• TASK OBJECTIVE:
Count the lines below containing "foreground". Number only.

[Stored data entries]

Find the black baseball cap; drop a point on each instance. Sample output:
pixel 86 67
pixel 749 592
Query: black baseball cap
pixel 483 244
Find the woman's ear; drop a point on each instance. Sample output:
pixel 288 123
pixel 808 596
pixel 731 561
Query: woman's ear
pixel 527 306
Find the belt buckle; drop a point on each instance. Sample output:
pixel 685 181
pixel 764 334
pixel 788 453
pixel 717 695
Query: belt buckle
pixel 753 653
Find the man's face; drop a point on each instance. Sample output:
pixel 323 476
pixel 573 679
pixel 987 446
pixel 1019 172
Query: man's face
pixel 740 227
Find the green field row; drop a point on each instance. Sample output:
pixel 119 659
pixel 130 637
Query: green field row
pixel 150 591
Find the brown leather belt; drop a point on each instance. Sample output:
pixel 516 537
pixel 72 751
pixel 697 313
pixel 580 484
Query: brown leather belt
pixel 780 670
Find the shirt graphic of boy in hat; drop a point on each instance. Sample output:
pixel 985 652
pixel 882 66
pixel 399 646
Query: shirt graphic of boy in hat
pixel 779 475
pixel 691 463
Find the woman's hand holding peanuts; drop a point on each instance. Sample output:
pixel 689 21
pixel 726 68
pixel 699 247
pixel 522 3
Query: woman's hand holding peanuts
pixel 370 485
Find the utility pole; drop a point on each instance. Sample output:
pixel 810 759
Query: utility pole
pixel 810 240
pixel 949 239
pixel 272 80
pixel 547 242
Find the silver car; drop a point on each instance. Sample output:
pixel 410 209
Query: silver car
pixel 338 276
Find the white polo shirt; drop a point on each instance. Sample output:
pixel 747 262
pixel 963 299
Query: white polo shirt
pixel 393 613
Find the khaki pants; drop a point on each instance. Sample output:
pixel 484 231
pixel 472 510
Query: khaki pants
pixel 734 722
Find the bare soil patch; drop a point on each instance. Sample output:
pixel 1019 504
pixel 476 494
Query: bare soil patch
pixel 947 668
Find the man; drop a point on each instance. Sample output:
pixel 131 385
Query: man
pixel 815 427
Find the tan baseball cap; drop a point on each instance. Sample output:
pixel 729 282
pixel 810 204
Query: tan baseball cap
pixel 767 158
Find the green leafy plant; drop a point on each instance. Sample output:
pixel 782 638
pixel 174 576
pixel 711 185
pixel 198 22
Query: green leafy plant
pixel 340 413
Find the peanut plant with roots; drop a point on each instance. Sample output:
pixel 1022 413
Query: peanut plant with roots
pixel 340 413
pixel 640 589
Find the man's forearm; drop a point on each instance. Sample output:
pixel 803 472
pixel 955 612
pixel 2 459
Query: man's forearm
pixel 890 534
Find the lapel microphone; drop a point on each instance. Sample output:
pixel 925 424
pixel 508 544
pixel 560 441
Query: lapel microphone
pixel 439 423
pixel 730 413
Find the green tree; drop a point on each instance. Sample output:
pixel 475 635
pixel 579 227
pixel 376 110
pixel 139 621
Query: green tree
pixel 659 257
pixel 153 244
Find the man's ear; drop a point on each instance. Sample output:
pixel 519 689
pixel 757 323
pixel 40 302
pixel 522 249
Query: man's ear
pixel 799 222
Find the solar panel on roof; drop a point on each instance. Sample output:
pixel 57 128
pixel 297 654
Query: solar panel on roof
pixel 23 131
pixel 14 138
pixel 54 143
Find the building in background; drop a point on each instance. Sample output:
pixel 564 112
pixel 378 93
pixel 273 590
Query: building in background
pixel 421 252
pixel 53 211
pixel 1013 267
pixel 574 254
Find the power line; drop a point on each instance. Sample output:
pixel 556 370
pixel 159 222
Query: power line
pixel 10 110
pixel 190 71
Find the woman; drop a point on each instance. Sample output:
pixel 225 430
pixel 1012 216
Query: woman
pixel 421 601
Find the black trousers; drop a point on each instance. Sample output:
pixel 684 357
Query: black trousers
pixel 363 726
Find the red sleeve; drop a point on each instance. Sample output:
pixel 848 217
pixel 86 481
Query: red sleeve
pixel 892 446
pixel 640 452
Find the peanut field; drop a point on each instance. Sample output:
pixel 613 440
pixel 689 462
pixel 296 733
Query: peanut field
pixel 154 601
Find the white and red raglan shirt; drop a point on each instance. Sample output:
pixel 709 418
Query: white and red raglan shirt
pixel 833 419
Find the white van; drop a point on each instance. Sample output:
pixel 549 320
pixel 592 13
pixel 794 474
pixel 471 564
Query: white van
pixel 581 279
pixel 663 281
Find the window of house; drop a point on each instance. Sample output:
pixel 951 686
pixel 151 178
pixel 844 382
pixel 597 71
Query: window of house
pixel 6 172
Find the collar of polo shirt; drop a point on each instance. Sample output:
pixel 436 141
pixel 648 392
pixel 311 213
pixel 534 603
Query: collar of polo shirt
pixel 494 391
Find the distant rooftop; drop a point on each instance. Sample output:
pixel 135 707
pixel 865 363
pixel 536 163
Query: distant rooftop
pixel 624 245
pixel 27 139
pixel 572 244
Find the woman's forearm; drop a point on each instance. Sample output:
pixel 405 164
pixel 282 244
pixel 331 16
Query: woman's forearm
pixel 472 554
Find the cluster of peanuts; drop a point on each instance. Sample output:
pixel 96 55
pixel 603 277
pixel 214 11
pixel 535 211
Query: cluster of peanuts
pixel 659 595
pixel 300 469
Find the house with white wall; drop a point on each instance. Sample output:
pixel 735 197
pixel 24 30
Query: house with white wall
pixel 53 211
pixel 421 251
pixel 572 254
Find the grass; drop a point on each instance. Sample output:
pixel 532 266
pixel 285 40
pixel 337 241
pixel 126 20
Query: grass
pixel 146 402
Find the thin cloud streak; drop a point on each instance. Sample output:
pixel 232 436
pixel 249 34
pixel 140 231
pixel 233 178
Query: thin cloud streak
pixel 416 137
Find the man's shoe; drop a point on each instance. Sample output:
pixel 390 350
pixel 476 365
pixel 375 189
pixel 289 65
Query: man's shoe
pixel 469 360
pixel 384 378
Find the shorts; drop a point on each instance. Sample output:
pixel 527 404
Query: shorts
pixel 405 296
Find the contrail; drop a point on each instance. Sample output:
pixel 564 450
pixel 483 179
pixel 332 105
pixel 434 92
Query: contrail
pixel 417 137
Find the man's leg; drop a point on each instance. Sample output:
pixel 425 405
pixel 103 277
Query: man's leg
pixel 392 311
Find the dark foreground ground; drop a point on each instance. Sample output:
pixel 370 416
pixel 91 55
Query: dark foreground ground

• EXERCISE RESULT:
2